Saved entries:
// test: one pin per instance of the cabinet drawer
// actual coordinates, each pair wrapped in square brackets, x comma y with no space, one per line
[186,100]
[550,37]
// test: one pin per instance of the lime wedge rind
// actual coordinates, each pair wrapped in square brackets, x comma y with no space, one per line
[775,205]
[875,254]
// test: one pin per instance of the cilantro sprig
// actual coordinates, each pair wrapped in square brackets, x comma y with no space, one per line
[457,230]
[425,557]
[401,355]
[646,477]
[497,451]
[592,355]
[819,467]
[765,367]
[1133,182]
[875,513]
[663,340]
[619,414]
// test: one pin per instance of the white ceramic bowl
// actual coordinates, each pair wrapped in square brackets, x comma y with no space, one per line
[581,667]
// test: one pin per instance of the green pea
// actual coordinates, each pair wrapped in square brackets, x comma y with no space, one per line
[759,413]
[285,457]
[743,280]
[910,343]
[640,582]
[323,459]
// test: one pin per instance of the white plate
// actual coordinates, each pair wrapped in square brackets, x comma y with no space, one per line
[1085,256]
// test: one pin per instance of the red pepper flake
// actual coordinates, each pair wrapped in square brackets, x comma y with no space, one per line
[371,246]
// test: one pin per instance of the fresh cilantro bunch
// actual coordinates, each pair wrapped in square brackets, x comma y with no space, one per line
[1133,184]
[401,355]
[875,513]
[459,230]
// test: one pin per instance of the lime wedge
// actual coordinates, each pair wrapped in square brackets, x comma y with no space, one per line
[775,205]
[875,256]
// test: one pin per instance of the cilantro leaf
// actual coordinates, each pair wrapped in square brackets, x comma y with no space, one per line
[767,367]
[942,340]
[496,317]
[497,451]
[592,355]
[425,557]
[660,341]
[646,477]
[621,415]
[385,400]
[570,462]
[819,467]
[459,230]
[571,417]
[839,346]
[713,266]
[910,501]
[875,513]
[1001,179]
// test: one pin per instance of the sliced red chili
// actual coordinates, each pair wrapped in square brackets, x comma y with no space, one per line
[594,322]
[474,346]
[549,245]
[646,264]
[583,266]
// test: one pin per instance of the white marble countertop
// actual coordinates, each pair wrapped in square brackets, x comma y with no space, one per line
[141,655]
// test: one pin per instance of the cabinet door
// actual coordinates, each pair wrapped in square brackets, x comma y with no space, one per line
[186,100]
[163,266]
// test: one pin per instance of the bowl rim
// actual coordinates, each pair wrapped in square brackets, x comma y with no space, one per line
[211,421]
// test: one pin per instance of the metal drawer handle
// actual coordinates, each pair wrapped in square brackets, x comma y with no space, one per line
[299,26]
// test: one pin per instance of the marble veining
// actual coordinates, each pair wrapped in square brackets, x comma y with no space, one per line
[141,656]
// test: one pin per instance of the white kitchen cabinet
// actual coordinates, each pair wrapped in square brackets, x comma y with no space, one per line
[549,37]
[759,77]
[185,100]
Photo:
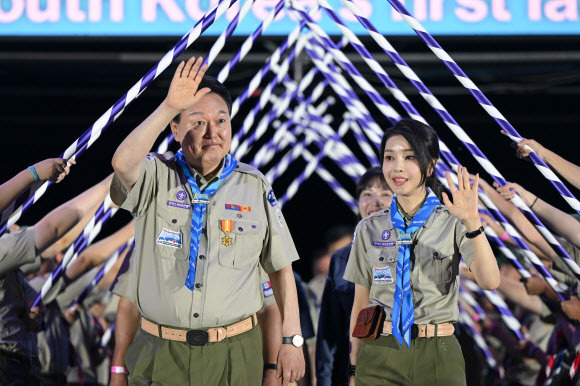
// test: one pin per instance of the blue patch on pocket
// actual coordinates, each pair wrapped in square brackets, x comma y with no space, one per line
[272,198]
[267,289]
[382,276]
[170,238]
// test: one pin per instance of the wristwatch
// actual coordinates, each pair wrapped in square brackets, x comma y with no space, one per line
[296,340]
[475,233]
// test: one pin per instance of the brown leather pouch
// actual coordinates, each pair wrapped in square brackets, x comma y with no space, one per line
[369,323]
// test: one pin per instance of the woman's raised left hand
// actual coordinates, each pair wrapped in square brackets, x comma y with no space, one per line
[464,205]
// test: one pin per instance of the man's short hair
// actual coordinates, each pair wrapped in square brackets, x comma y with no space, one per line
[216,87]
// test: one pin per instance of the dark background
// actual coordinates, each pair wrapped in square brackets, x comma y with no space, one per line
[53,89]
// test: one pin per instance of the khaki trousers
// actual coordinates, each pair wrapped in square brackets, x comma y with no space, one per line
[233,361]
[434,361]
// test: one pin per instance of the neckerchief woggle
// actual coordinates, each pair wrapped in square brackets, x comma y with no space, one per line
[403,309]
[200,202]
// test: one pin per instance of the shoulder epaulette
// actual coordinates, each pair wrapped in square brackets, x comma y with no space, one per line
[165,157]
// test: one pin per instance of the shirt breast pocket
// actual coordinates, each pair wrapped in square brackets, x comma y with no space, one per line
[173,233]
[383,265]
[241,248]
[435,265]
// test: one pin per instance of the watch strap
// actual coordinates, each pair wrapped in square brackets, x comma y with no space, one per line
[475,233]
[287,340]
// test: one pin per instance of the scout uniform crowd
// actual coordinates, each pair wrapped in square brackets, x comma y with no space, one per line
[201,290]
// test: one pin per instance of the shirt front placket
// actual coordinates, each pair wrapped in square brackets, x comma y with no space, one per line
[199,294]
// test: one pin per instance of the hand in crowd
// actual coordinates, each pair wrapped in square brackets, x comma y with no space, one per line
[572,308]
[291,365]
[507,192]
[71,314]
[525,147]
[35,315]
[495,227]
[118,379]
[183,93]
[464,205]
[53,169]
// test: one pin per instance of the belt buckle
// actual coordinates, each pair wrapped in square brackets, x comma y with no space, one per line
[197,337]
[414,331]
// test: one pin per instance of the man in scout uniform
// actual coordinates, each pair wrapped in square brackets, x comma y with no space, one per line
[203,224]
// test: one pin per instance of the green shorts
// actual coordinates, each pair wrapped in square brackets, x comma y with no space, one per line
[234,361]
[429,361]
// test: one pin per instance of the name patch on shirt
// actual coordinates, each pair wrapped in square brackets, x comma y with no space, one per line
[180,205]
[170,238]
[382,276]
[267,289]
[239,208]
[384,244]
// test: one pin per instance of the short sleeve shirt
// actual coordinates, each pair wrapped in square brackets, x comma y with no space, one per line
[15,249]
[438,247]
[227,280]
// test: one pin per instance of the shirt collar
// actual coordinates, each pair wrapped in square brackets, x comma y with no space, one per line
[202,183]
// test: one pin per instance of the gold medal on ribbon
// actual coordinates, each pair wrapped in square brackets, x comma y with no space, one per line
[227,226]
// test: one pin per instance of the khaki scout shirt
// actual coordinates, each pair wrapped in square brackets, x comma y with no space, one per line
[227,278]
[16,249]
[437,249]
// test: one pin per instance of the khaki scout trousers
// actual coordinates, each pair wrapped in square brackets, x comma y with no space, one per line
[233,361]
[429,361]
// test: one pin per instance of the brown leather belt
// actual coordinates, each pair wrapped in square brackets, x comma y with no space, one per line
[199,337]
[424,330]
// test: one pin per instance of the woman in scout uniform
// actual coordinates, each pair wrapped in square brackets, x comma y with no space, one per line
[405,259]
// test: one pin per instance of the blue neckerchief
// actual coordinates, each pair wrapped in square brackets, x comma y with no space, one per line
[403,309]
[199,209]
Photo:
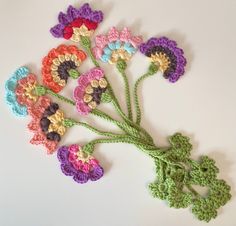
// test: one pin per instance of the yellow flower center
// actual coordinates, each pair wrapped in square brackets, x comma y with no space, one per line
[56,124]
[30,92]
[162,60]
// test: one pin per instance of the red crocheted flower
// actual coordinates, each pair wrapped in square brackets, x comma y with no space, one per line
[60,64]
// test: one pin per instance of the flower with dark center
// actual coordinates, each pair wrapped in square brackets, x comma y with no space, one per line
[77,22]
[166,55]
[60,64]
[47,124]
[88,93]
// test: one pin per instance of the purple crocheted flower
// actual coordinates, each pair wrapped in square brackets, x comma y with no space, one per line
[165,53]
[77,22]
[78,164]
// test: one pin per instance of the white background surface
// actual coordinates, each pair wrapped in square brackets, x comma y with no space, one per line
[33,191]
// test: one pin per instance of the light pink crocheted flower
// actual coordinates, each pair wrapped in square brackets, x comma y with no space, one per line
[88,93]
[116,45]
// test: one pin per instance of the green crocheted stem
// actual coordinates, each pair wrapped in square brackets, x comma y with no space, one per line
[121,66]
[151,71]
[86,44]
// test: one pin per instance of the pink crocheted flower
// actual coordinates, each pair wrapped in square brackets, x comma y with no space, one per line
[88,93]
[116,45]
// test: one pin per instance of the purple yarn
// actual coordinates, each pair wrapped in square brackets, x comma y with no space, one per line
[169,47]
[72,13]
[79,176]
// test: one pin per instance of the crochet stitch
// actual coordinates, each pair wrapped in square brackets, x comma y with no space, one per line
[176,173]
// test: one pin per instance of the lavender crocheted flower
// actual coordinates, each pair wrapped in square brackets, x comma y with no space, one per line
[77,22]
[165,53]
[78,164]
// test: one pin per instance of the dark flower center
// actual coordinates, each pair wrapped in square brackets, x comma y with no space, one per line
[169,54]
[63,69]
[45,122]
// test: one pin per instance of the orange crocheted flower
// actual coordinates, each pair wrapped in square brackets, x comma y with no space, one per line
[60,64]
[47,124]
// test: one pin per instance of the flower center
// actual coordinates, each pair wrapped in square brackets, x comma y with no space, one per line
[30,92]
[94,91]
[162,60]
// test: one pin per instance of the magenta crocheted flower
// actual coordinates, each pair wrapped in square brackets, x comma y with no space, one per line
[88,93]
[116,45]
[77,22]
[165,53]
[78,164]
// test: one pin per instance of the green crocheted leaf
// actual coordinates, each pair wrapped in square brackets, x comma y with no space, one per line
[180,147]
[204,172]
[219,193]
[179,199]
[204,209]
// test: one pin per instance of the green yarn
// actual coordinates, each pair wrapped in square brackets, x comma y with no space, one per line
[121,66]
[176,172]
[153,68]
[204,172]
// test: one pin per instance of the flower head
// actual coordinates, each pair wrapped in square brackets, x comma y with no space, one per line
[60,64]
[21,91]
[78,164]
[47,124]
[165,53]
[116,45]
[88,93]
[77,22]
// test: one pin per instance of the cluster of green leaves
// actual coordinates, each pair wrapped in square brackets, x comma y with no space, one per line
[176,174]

...

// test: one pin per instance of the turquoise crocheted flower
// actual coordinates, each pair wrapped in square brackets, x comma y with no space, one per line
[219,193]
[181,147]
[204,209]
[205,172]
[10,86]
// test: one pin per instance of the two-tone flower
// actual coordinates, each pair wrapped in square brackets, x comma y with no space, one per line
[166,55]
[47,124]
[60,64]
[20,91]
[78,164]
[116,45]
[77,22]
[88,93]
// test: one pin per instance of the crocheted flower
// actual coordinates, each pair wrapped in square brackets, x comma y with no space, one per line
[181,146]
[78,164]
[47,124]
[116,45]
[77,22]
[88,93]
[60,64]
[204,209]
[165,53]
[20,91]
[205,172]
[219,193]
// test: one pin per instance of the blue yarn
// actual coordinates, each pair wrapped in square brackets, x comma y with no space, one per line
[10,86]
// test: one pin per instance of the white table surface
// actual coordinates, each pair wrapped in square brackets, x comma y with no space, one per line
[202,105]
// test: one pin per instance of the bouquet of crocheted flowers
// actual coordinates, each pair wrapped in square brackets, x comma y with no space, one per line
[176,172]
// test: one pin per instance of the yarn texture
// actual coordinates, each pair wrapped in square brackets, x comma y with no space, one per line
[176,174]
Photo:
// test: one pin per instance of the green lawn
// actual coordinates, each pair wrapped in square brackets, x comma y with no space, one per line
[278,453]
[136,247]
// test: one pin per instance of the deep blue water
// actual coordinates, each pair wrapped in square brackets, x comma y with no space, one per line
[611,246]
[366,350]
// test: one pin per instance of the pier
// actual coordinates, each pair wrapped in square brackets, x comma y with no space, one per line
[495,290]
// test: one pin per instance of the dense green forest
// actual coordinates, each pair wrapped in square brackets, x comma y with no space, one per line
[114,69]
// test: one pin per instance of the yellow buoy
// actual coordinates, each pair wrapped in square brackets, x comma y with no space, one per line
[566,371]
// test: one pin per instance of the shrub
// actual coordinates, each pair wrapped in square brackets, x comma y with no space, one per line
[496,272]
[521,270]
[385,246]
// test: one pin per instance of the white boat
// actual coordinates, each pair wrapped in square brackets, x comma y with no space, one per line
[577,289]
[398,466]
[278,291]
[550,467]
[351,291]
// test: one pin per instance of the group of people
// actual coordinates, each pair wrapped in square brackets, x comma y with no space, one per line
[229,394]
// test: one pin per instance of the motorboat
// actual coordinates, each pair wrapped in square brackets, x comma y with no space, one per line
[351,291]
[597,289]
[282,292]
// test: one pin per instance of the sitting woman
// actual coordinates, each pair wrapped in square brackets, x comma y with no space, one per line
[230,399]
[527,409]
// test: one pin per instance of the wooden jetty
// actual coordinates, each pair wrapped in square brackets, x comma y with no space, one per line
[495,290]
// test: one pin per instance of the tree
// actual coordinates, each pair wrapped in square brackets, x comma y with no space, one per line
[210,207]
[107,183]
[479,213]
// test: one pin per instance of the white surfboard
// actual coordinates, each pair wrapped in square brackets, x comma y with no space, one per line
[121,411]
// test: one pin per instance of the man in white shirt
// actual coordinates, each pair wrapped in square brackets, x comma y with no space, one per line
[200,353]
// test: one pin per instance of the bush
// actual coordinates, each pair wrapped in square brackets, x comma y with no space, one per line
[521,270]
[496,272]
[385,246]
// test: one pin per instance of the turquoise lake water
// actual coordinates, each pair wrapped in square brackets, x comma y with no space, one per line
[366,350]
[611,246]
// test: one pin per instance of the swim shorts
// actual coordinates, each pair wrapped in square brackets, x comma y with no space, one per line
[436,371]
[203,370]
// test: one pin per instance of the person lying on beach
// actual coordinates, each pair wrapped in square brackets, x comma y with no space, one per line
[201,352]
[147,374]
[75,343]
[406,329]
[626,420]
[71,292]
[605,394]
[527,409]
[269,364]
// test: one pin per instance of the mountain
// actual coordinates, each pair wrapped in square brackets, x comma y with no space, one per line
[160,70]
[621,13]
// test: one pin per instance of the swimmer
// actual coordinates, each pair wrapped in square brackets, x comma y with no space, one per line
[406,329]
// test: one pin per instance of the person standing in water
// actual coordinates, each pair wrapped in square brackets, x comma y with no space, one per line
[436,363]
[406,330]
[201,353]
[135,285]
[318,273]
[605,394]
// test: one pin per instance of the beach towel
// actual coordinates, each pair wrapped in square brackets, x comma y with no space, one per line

PROBLEM TO WORK ON —
Out of the data above, transcribe exactly and only the lines starting with the line that has "the sitting woman" and going on through the line that has "of the tree", both included.

TASK RESULT —
// test: one pin per instance of the sitting woman
// actual coordinates, each pair wrapped in square brackets, x comma y with no space, one per line
[230,399]
[527,409]
// test: one pin per instance of the wooden jetty
// actual coordinates, each pair wrapped in square brackets, x comma y with no space, one per line
[495,290]
// test: one pin per instance of the tree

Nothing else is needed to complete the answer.